§ EXERCISE
In the data below, find each line containing the string "hoodie" and return it.

= = = = = = =

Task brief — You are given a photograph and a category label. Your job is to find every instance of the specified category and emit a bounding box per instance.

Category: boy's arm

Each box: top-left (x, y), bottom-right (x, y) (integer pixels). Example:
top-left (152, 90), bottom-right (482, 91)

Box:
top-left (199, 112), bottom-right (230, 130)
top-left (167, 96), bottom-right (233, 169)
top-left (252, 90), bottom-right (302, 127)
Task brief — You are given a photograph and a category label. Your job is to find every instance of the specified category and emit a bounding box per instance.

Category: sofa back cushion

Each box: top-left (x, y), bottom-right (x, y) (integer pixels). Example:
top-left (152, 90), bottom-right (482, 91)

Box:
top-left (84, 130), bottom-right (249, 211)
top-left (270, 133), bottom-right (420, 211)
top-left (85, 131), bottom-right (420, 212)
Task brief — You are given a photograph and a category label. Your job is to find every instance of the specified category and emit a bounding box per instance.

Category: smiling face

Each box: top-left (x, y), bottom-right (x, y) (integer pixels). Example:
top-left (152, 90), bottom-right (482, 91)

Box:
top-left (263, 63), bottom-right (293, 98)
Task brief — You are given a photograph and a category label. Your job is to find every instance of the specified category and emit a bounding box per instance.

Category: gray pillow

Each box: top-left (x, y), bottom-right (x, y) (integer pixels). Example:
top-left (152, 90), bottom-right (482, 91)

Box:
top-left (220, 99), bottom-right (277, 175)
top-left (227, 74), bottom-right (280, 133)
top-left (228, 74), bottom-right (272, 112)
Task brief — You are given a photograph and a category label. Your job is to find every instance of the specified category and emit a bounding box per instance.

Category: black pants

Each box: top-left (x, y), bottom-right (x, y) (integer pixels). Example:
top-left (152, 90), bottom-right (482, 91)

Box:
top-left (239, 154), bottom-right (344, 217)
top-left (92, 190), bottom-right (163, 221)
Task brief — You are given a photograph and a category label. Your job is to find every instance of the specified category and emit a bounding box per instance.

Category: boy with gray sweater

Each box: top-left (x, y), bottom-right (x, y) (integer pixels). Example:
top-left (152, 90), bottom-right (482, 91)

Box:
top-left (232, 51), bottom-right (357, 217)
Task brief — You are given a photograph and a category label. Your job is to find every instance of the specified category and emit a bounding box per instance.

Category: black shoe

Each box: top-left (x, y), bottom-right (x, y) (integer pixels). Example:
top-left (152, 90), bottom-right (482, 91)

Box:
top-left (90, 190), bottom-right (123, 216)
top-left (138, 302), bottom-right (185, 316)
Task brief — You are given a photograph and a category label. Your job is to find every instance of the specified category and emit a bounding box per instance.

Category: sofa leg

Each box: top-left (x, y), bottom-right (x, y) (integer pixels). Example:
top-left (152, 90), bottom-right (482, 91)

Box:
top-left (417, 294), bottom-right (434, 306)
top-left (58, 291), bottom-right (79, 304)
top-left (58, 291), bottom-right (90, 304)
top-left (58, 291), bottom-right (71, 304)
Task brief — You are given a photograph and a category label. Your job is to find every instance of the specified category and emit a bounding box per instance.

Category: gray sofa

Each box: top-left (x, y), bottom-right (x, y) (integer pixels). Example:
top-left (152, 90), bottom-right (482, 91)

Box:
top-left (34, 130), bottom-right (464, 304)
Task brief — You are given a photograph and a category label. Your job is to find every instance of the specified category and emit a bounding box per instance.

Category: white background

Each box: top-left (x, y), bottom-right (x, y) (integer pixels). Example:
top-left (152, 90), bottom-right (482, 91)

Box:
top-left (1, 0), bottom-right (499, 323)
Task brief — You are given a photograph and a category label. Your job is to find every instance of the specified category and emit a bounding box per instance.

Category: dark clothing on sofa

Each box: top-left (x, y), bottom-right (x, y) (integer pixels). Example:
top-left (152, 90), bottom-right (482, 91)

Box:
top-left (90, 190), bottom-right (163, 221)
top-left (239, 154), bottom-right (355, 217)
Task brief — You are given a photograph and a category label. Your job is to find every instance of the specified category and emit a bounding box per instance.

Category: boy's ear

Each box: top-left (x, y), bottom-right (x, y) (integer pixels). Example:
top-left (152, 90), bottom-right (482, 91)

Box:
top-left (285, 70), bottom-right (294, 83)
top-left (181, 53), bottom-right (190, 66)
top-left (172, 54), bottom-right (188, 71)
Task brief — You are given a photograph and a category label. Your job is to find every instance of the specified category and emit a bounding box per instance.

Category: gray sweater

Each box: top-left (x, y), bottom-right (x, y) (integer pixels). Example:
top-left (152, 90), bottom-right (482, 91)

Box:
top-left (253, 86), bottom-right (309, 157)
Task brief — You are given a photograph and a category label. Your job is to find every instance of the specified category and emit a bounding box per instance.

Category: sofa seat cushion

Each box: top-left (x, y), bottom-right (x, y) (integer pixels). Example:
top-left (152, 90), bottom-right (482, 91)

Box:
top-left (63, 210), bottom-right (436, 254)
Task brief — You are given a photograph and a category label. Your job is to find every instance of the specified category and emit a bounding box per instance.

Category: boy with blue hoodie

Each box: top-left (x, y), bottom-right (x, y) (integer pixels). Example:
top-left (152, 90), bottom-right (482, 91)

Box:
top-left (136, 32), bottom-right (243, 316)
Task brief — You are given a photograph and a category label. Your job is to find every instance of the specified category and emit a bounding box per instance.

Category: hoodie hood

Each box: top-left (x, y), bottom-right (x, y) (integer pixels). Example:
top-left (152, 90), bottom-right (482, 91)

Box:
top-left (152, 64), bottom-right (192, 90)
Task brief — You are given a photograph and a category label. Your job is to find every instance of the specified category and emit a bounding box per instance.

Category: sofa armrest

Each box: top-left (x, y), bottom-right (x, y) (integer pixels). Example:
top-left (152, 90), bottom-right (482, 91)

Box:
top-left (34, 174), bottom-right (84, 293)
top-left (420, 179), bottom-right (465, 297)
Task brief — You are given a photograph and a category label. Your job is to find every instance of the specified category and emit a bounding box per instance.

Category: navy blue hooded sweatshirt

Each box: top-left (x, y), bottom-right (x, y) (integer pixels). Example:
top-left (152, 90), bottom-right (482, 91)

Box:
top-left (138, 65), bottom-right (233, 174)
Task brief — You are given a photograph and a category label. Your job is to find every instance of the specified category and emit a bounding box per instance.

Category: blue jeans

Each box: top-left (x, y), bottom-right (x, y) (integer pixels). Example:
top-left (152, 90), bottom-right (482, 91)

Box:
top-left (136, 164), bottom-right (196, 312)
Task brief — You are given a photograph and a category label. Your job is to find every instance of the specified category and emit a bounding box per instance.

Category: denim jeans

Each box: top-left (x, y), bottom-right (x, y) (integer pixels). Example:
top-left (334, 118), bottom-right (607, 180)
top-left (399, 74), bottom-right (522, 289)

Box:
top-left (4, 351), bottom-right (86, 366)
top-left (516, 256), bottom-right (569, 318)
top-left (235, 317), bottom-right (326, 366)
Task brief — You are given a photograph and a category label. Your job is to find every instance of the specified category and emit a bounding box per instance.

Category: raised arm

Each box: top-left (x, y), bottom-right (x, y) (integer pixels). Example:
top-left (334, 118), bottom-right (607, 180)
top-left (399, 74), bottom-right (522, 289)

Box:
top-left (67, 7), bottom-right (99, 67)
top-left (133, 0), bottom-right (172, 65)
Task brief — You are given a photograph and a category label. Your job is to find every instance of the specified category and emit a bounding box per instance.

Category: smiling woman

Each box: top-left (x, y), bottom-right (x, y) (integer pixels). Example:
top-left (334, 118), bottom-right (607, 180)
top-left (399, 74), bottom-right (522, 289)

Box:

= = = = = = =

§ SOLUTION TO THE PROBLEM
Category: boy with blue hoodie
Category: hoodie hood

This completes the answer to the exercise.